**To be done**
[A] Summarize the guidelines excerpt on restructuring aid in two sentences.
[B] In one or two sentences, explain why the guidelines excerpt on restructuring aid requires notifications of restructuring aid to indicate other aid planned for the beneficiary during the restructuring period.
[C] From the guidelines excerpt on restructuring aid, copy the passage between "Where restructuring aid is" and "assessing the restructuring aid.", inclusive.
* begin Reading passage *
7.2.2.   Amendment of the restructuring plan

124.

Where restructuring aid has been approved, the Member State concerned may, during the restructuring period, ask the Commission to agree to changes to the restructuring plan and the amount of the aid. The Commission may allow such changes where they meet the following conditions:

(a)

the revised plan must still show a return to viability within a reasonable time scale;

(b)

if the restructuring costs are increased, the own contribution must increase correspondingly;

(c)

if the amount of the aid is increased, measures to limit distortions of competition must be more extensive than those initially imposed;

(d)

if the proposed measures to limit distortions of competition are more limited than those initially imposed, the amount of the aid must be correspondingly reduced;

(e)

the new timetable for implementation of the measures to limit distortions of competition may be delayed with respect to the timetable initially adopted only for reasons outside the beneficiary's or the Member State's control: if that is not the case, the amount of the aid must be correspondingly reduced.

125.

If the conditions imposed by the Commission or the commitments given by the Member State are relaxed, the amount of aid must be correspondingly reduced or other conditions may be imposed.

126.

Should the Member State concerned introduce changes to an approved restructuring plan without duly informing the Commission, or should the beneficiary depart from the approved restructuring plan, the Commission will initiate proceedings under Article 108(2) of the Treaty, as provided for by Article 16 of Regulation (EC) No 659/1999 (misuse of aid), without prejudice to Article 23 of Regulation (EC) No 659/1999 and to the possibility of an action before the Court of Justice pursuant to the second subparagraph of Article 108(2) of the Treaty.

7.2.3.   Need to notify to the Commission any aid granted to the beneficiary during the restructuring period

127.

Where restructuring aid is examined under these guidelines, the grant of any other aid during the restructuring period, even in accordance with a scheme that has already been authorised, is liable to influence the Commission's assessment concerning the necessary extent of the measures to limit distortions of competition.

128.

Therefore, notifications of restructuring aid must indicate all other aid of any kind which is planned to be granted to the beneficiary during the restructuring period, unless it is covered by the de minimis rule or by exemption regulations. The Commission shall take such aid into account when assessing the restructuring aid.

129.

Any aid actually granted during the restructuring period, including aid granted in accordance with an approved scheme, must be notified individually to the Commission to the extent that the latter was not informed thereof at the time of its decision on the restructuring aid.

130.

The Commission shall ensure that the grant of aid under approved schemes is not liable to circumvent the requirements of these guidelines.

8.   REPORTING AND MONITORING

131.

In accordance with Regulation (EC) No 659/1999 and Commission Regulation (EC) No 794/2004 of 21 April 2004 (63), Member States must submit annual reports to the Commission. Those annual reports will be published on the Commission's website.

132.

When adopting a decision under these guidelines the Commission may impose additional reporting obligations regarding the aid granted in order to be able to check whether the decision approving the aid measure has been respected. In certain cases, the Commission may require the appointment of a monitoring trustee, a divestment trustee or both, to ensure compliance with any conditions and obligations linked to the approval of the aid.
* end Reading passage *
* begin Supplied information *
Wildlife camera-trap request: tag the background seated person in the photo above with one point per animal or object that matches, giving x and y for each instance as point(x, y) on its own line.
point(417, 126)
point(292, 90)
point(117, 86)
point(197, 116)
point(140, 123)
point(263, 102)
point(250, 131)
* end Supplied information *
**Answers for the tasks**
[A] During the restructuring period, a Member State may ask the Commission to agree to changes to an approved restructuring plan and aid amount, which the Commission may allow if set conditions are met, while changes made without duly informing the Commission or departures from the plan lead to misuse-of-aid proceedings. Other aid planned or granted to the beneficiary during that period must be notified so the Commission can take it into account, and Member States must submit annual reports, with the Commission able to impose additional reporting obligations or require the appointment of trustees.

[B] Granting any other aid during the restructuring period, even under a scheme that has already been authorized, is liable to influence the Commission's assessment of how extensive the measures to limit distortions of competition need to be.

[C]
Where restructuring aid is examined under these guidelines, the grant of any other aid during the restructuring period, even in accordance with a scheme that has already been authorised, is liable to influence the Commission's assessment concerning the necessary extent of the measures to limit distortions of competition.

128.

Therefore, notifications of restructuring aid must indicate all other aid of any kind which is planned to be granted to the beneficiary during the restructuring period, unless it is covered by the de minimis rule or by exemption regulations. The Commission shall take such aid into account when assessing the restructuring aid.